— Start of Input data —

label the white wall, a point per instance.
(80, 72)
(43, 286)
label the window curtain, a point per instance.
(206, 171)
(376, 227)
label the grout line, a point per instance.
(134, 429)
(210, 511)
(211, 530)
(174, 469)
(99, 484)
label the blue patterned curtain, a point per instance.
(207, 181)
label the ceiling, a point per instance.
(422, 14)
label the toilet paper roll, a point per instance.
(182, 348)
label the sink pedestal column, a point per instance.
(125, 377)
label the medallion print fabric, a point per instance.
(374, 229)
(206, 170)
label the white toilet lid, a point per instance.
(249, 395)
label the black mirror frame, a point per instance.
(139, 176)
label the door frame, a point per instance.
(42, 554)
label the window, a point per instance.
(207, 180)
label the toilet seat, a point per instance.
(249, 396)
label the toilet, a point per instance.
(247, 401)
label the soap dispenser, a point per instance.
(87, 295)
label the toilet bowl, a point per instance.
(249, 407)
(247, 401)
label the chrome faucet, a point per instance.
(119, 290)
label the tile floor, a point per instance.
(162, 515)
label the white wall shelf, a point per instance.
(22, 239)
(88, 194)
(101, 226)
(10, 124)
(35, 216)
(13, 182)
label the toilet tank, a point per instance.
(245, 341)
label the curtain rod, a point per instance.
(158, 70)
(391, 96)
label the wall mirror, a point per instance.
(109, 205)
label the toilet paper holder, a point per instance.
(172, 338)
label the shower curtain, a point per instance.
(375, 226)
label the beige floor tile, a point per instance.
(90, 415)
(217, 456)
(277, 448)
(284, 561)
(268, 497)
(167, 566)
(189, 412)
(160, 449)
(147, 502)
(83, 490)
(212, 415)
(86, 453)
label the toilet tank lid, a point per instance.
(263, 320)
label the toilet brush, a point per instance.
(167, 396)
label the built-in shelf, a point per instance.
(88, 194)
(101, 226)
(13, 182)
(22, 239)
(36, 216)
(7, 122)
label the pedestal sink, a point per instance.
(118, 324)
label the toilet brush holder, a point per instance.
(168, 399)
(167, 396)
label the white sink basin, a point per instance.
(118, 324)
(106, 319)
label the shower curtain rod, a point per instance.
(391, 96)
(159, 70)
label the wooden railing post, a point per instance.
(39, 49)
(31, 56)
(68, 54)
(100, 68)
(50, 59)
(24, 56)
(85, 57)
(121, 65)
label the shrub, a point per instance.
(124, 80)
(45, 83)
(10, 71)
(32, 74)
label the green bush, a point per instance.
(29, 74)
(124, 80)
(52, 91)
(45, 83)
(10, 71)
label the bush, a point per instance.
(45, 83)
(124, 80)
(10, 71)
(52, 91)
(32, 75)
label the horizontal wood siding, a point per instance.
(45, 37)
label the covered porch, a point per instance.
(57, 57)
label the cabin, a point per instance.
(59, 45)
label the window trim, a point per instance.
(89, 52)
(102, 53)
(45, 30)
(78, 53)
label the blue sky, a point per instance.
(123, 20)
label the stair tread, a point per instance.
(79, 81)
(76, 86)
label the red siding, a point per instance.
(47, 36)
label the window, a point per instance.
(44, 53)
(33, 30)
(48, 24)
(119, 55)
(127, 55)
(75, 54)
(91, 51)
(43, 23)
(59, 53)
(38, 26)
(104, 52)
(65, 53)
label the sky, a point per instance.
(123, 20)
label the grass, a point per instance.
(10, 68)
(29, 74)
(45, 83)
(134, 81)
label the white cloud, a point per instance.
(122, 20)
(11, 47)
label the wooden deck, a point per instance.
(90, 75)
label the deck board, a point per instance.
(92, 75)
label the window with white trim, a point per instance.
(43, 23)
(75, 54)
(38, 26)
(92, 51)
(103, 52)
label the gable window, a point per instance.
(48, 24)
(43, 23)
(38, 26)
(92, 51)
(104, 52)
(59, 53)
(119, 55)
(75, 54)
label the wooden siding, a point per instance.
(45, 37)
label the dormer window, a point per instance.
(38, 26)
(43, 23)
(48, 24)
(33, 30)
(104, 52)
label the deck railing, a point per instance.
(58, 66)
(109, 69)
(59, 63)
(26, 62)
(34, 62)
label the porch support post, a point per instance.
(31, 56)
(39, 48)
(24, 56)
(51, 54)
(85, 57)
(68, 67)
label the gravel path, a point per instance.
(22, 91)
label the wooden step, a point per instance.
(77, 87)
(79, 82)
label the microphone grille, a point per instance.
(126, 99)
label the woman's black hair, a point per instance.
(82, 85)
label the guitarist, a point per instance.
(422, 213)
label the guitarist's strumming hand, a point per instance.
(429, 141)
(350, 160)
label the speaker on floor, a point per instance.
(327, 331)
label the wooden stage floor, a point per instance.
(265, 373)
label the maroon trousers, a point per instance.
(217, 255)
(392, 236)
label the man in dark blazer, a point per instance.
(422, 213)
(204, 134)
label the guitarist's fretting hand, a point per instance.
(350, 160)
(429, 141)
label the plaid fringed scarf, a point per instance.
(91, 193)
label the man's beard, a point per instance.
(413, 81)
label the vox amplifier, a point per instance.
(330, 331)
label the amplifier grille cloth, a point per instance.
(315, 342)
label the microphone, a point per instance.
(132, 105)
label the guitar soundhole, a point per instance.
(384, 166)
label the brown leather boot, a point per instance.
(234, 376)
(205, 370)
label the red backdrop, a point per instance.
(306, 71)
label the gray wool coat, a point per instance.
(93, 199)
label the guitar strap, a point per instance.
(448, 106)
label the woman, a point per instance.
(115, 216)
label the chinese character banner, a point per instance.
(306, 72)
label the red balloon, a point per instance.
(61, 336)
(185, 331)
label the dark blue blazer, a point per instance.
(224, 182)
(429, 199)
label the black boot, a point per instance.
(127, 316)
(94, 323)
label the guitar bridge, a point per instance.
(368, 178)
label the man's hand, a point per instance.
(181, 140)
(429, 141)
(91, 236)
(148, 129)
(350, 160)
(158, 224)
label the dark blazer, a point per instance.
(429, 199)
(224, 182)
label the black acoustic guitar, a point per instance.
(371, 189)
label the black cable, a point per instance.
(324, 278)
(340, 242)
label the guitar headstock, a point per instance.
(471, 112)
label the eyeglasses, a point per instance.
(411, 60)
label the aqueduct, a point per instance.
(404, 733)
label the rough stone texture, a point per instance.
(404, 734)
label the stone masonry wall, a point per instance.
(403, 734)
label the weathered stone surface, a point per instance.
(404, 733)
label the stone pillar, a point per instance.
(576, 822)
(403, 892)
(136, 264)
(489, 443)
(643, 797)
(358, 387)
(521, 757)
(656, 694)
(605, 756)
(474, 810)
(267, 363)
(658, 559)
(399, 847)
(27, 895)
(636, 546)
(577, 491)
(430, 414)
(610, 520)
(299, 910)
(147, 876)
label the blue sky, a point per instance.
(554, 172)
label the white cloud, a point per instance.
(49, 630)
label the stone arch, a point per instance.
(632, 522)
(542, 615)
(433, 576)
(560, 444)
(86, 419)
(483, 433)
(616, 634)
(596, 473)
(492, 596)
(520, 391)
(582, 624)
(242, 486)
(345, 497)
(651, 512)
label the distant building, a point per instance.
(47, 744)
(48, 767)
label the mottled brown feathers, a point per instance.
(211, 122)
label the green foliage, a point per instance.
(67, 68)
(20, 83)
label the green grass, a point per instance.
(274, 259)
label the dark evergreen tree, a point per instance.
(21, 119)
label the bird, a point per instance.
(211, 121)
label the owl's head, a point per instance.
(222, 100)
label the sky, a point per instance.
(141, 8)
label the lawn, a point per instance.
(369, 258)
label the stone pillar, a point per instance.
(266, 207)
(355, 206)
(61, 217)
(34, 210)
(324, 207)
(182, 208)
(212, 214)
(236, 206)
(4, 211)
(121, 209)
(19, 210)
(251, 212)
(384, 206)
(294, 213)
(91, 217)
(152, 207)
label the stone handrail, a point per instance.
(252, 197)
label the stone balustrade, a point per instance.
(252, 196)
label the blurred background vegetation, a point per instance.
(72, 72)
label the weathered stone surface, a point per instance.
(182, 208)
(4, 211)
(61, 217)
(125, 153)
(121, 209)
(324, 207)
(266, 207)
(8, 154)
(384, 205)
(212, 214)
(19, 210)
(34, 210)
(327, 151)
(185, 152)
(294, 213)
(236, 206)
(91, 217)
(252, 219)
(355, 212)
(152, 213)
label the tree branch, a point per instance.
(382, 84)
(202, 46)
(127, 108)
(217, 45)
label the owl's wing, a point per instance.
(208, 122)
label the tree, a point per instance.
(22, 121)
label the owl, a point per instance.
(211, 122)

— End of Input data —

The task:
Repeat the line that contains "label the stone masonry", then every line after it until the records end, with nothing added.

Output below:
label the stone masonry wall, a point per instance.
(403, 734)
label the weathered stone surface, a point per instance.
(404, 733)
label the stone pillar, a point per instance.
(576, 822)
(403, 892)
(136, 264)
(489, 443)
(643, 797)
(358, 387)
(521, 757)
(656, 694)
(605, 756)
(474, 810)
(267, 363)
(658, 559)
(399, 847)
(27, 895)
(636, 546)
(577, 491)
(430, 414)
(610, 520)
(299, 910)
(147, 876)
label the blue sky, a point per instance.
(554, 172)
label the white cloud, a point per instance.
(49, 630)
label the stone arch, a point per instance.
(632, 522)
(542, 615)
(433, 576)
(560, 444)
(86, 419)
(483, 433)
(616, 634)
(596, 473)
(492, 596)
(520, 391)
(582, 624)
(242, 486)
(345, 497)
(651, 512)
label the distant building, a point per instance.
(47, 744)
(48, 767)
label the mottled brown feathers, a point per instance.
(211, 122)
label the green foliage, a point per instance.
(67, 68)
(20, 83)
label the green grass, a point per instance.
(274, 259)
label the dark evergreen tree, a point per instance.
(21, 119)
label the bird, a point per instance.
(211, 121)
label the owl's head, a point per instance.
(222, 100)
label the sky, a point per instance.
(141, 8)
label the lawn, a point per instance.
(369, 258)
label the stone pillar, a point per instance.
(266, 207)
(355, 206)
(61, 217)
(34, 210)
(324, 207)
(182, 208)
(212, 214)
(236, 206)
(4, 211)
(121, 209)
(19, 210)
(251, 212)
(384, 206)
(294, 213)
(91, 217)
(152, 207)
label the stone handrail, a point per instance.
(252, 197)
label the stone balustrade, a point per instance.
(252, 196)
label the blurred background vegetation, a point per instance.
(72, 72)
label the weathered stone surface, a point per instance.
(182, 208)
(4, 211)
(61, 217)
(125, 153)
(121, 209)
(324, 207)
(266, 207)
(8, 154)
(384, 205)
(212, 214)
(19, 210)
(34, 210)
(327, 151)
(185, 152)
(294, 213)
(236, 206)
(91, 217)
(252, 219)
(355, 212)
(152, 213)
label the tree branch, a point per instance.
(382, 84)
(202, 46)
(127, 108)
(217, 45)
label the owl's wing, a point per instance.
(208, 122)
label the tree, a point per instance.
(22, 121)
label the owl, a point per instance.
(211, 122)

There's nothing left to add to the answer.